* _SET PROBLEM_: Copy every one of the lines below without changing a single character.

[Saved entries]
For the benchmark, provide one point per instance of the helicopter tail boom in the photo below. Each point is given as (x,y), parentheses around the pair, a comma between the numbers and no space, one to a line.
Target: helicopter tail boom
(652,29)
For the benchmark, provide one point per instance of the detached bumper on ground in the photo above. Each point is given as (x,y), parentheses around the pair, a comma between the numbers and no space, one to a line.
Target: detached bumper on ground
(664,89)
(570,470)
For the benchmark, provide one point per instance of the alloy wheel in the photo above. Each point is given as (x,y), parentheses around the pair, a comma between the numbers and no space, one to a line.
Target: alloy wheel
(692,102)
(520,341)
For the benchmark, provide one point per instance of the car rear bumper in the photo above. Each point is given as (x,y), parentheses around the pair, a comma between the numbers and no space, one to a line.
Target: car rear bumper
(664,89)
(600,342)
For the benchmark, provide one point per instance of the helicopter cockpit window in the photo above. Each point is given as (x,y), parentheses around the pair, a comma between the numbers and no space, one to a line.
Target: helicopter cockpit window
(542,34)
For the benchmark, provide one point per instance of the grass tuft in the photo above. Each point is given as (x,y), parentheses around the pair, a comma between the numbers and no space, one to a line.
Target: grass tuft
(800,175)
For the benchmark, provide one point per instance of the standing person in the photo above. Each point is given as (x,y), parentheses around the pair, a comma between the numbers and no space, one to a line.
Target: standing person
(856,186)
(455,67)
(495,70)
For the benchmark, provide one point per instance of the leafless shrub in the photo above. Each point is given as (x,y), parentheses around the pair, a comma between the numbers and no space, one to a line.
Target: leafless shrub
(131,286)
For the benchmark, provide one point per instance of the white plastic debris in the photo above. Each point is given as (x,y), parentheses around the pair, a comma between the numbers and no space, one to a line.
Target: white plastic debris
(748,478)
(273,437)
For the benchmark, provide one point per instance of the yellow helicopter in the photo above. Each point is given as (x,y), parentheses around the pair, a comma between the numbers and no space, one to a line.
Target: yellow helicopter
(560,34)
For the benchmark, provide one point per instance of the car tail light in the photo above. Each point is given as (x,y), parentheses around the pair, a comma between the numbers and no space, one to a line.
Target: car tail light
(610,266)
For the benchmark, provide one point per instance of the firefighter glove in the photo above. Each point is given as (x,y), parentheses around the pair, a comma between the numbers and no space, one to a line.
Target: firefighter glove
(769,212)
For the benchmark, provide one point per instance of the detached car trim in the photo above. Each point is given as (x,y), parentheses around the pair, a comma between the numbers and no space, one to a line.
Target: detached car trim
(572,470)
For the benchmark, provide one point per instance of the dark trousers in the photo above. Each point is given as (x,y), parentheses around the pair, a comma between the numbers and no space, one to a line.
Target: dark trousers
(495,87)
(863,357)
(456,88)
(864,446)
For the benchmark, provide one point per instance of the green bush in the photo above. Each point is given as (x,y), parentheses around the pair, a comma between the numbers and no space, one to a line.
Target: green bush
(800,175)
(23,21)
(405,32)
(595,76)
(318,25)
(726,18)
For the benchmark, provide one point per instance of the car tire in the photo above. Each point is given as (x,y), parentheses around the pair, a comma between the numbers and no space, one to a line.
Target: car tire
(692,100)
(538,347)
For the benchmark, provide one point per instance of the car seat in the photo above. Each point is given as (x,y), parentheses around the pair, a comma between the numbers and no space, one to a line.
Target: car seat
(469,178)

* _COMPLETED EXERCISE_:
For the benchmark, provide one point per instance of the helicopter tail boom in the photo below. Each point is given as (x,y), parentheses around the pair, a comma between the numbers and no space, one to a line.
Target: helicopter tail boom
(652,29)
For the benchmark, provide one point per instance of the detached bumper on ground in the photo above. Each point is given as (x,y), parentheses around the pair, a comma between the numbers and no space, one to a line.
Target: detached bumper on ground
(664,89)
(570,470)
For the benchmark, provide one point per instance of the alloy wheel in the photo above. Each point is given as (x,y), parentheses around the pair, a comma between the numbers and no space, one to a line.
Target: alloy wheel
(692,102)
(520,341)
For the benchmark, provide one point per instance of the car rear bumper in the photo above. Each point is given as (x,y), parentheses around the pair, a comma between the numbers and no space, one to a line.
Target: car rear bumper
(664,89)
(600,342)
For the benchmark, provide one point per instance of the helicopter cockpit window in the photo above. Each point is given as (x,y), parentheses around the pair, a comma between the numbers and no space, one to a line.
Target: helicopter cockpit window
(542,34)
For the benchmark, provide one point per instance of the grass tuft in the photo above. Each point is given as (x,y), parentheses around the pair, a comma between the numbers and no space, one to a line.
Target: grass tuft
(800,175)
For the benchmark, provide one point per instance of the standing person in the photo above. Each point is given as (x,y), parentheses around the pair, a comma between the numbers and no space, one to a line.
Target: standing person
(856,186)
(455,67)
(495,70)
For the benchmark, provide one point per instance of the leafless shrub in the photo above. Each point is given as (x,y), parentheses around the pair, a comma between the numbers and no space, one to a line.
Target: leafless shrub
(131,286)
For the benchmark, provide one point per instance of the white plastic debris in the photo above. Each point is given as (x,y), parentheses around the pair, a comma between the numbers and no space, one to a line.
Target: white plastic debris
(748,478)
(273,437)
For the benchmark, provide one point per instance of the yellow helicopter in the photo above. Each point is given as (x,y), parentheses around the pair, a comma between the numbers and no space, one to a line.
Target: yellow helicopter
(560,34)
For the benchmark, provide one point per instance of the car tail light in the photo above. Each point is given as (x,y), parentheses around the pair, a comma between the numbers and no space, one to a line.
Target: car tail light
(610,266)
For the benchmark, provide one point per instance of the firefighter glove in the photo above. Each point is given as (x,y), parentheses around the pair, a comma between the numbers and no space, one to a line.
Target: firefighter glove
(769,212)
For the benchmark, provide one point per instance of the detached car trim in the photo above. Each point is given as (x,y), parentheses around the pair, a comma between the numbers and no space, one to a line.
Target: detached car trim
(572,470)
For the benchmark, provide one point per instance of the dark trousers in the photo above. Each point is given as (x,y), parentheses around the pair, a comma between the numbers and no space, one to a line.
Target: dark trousers
(495,87)
(863,357)
(456,88)
(864,446)
For the benchmark, provide one point per instance of the green bush in the photo above. Each point is given as (x,y), parentheses around the pair, a comma between the numbers and no space, one to a line.
Target: green bush
(800,175)
(23,21)
(405,32)
(595,76)
(318,25)
(726,18)
For the benchmark, provide one point per instance of the car tire in the photo above. Each point is given as (x,y), parentheses around the pair, a comma between the numbers and no space, one to a line.
Target: car tire
(692,100)
(538,347)
For the benchmark, provide one point per instance of the car seat in the photo above. Each point is given as (x,y), parentheses around the pair, a comma between the numbers and no space, one to a line.
Target: car seat
(469,178)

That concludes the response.